The task>
Return every item below verbatim, with no changes at all.

Record extracts>
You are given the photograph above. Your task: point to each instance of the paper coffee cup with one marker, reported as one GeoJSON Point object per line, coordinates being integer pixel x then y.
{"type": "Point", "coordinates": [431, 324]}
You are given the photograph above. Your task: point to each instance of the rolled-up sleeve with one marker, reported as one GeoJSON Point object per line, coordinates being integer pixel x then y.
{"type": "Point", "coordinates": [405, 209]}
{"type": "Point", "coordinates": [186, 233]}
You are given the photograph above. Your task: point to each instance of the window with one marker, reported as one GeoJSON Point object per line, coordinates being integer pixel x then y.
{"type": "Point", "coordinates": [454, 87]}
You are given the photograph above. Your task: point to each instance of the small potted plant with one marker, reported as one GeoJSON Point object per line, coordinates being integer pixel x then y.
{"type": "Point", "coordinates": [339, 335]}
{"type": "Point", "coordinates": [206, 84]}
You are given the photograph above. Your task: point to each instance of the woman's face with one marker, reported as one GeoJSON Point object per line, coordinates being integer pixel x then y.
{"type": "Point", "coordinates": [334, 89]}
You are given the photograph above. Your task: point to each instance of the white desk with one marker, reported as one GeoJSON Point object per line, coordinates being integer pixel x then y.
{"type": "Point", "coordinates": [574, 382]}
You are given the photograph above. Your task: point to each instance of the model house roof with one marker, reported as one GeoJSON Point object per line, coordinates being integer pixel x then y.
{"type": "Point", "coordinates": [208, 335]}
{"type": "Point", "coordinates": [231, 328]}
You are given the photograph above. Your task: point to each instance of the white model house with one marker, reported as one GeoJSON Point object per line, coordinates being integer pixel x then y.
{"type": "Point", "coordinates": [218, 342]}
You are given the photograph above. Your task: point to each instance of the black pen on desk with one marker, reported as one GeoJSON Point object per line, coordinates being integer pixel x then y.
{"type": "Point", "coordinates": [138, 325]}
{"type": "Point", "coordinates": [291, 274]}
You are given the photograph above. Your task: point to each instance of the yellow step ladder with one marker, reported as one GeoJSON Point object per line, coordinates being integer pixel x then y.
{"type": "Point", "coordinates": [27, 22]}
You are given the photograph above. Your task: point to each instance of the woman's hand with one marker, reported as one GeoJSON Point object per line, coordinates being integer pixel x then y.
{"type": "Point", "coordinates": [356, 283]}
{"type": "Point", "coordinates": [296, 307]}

Solved problem>
You are given the photograph above. Your task: point to each instance of the paper coffee cup with one marker, reported as one GeoJSON Point object per line, coordinates being integer pixel x then y.
{"type": "Point", "coordinates": [431, 324]}
You are given the photograph above. Your task: point to each instance of the rolled-up sleeve with one marker, reported as one GeoJSON Point object per line, coordinates being integer pixel x then y.
{"type": "Point", "coordinates": [405, 209]}
{"type": "Point", "coordinates": [186, 233]}
You are given the photograph above. Your task: point to each instance of the window with one marker, reported as one GeoJSON Point object per line, coordinates being integer pixel x then y.
{"type": "Point", "coordinates": [454, 87]}
You are given the photograph above. Your task: point to each instance of the small potted plant with one marker, reported as one GeoJSON Point object per line, coordinates being integer pixel x then y.
{"type": "Point", "coordinates": [339, 335]}
{"type": "Point", "coordinates": [206, 84]}
You are given the photograph above. Your task: point to each instance of the woman's face with one marker, reported as one GeoJSON Point object per line, coordinates being integer pixel x then y.
{"type": "Point", "coordinates": [334, 89]}
You are given the photograph above. Your task: point to each instance of the white desk with one marker, reported as one GeoJSON Point object per line, coordinates being integer pixel x then y.
{"type": "Point", "coordinates": [574, 382]}
You are given the photograph above. Your task: point to each instance of the model house roof with one marker, reported as one GeoJSON Point object per line, coordinates being integer pixel x then y.
{"type": "Point", "coordinates": [208, 335]}
{"type": "Point", "coordinates": [231, 328]}
You are given the photograph above. Your task: point to each instance of the white model house with one marker, reported as one GeoJSON Point object per line, coordinates being integer pixel x then y.
{"type": "Point", "coordinates": [218, 342]}
You are given the photograph above. Your task: point to each instance of the black pen on desk with one marker, reported as one GeoJSON Point object per line, coordinates being integer pixel x then y.
{"type": "Point", "coordinates": [138, 325]}
{"type": "Point", "coordinates": [291, 274]}
You are given the photograph above. Your task: point to each instance of the yellow step ladder with one marker, reported as one GeoJSON Point object per line, coordinates being integer pixel x then y.
{"type": "Point", "coordinates": [27, 22]}
You are given the photograph above. Your task: point to each instance of the woman's hand with one marker, reported as one GeoJSON Point object per line, coordinates being integer pixel x then y.
{"type": "Point", "coordinates": [356, 283]}
{"type": "Point", "coordinates": [296, 307]}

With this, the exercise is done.